O projecto ficará a cargo do GAT (Grupo Português de Activistas sobre Tratamentos de VIH/sida) e da Obra Social Irmãs Oblatas. O In Mouraria tem um orçamento previsto de 77 500 euros e surge no âmbito do Plano de Dinamização Comunitária da Mouraria (PDCM), que nasceu numa candidatura ao Orçamento Participativo da capital, em 2011. É da autarquia que vai chegar a maior fatia das verbas, para aplicar em obras sociais. A outra parte, bastante menor, chega pelo QREN Mouraria e vai ser utilizada na recuperação do património urbano. No total será disponibilizado um milhão de euros, a repartir a meias pelos dois anos de duração do PDCM (2012 e 2013), mas a intenção passa por alargar o volume de verbas disponíveis, captando novos investidores.

O In Mouraria será apenas uma parte da nova vida do bairro: a próxima etapa é a assinatura de um protocolo entre a autarquia e as instituições que participam nos vários projectos para o arranque da terceira fase dos trabalhos, “o que se espera que aconteça no início de Maio”, refere João Meneses.
────────────────────
Requisitos do exercício:
[1] Segundo o excerto do texto, qual é o orçamento previsto do In Mouraria?
[2] Traduza para inglês esta frase do excerto do texto: "É da autarquia que vai chegar a maior fatia das verbas, para aplicar em obras sociais."
Os dados são material independente do texto.

Excerto de dados:
────────────────────
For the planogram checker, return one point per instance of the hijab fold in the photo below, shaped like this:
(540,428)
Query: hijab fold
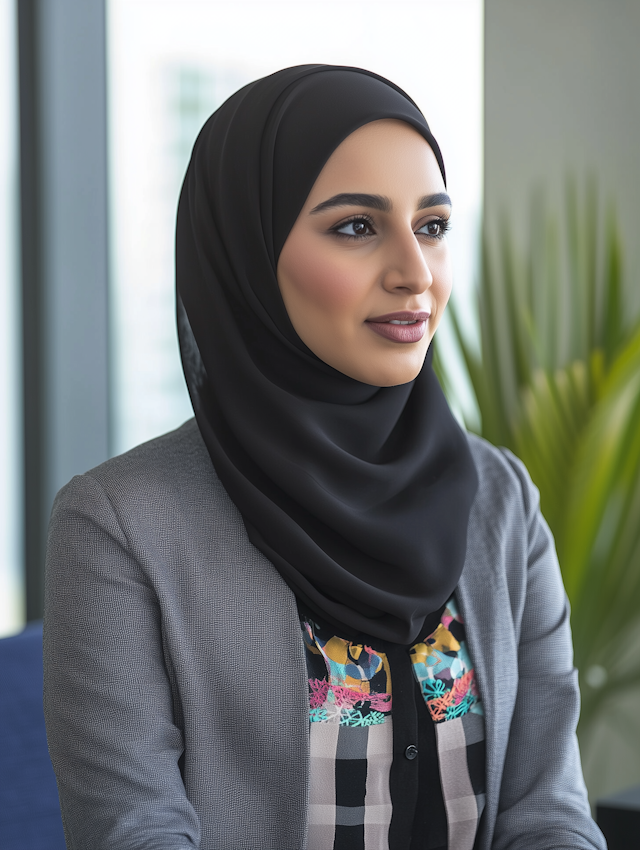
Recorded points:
(359,495)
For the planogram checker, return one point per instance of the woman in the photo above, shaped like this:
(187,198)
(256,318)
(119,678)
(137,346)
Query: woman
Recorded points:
(320,615)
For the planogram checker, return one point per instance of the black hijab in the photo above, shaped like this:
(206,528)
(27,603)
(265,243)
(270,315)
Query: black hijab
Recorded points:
(359,495)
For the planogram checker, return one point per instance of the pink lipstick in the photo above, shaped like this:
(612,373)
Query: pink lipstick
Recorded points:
(404,326)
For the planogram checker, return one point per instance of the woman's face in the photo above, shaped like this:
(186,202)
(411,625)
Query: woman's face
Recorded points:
(367,255)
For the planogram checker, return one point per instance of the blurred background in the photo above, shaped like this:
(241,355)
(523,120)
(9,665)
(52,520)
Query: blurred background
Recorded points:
(537,109)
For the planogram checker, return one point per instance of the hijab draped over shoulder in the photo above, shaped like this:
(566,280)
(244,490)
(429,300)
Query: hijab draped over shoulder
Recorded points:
(359,495)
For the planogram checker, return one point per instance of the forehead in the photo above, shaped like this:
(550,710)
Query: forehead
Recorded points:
(386,156)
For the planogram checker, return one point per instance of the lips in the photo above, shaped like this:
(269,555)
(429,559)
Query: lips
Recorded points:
(405,326)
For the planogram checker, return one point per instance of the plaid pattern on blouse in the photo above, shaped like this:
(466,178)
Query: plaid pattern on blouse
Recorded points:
(436,783)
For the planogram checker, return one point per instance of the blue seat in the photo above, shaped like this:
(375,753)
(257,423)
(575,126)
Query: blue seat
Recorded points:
(29,809)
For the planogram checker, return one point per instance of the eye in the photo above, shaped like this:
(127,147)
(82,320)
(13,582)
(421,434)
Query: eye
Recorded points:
(355,228)
(435,229)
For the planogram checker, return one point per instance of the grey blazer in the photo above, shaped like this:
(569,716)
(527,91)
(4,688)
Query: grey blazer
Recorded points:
(175,684)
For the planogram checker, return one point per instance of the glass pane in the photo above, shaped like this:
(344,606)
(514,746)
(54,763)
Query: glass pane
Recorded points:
(172,62)
(11,576)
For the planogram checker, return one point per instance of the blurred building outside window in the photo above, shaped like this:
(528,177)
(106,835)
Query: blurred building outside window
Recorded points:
(172,62)
(11,578)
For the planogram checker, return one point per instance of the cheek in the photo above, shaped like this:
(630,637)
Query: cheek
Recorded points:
(442,280)
(318,280)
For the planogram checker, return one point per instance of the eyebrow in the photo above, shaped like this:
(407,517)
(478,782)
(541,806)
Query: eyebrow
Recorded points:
(438,200)
(349,199)
(377,202)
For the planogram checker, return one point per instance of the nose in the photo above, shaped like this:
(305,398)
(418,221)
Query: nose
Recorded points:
(406,265)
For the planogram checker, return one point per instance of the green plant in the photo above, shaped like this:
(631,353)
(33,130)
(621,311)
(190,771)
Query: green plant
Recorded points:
(557,380)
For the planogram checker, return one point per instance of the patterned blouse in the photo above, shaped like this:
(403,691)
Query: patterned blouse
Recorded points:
(394,765)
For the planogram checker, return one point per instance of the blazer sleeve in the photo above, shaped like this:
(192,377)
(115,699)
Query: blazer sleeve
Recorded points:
(543,800)
(113,741)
────────────────────
Resultados das tarefas:
[1] 77 500 euros.

[2] It is from the municipality that the largest share of the funds will come, to be spent on social works.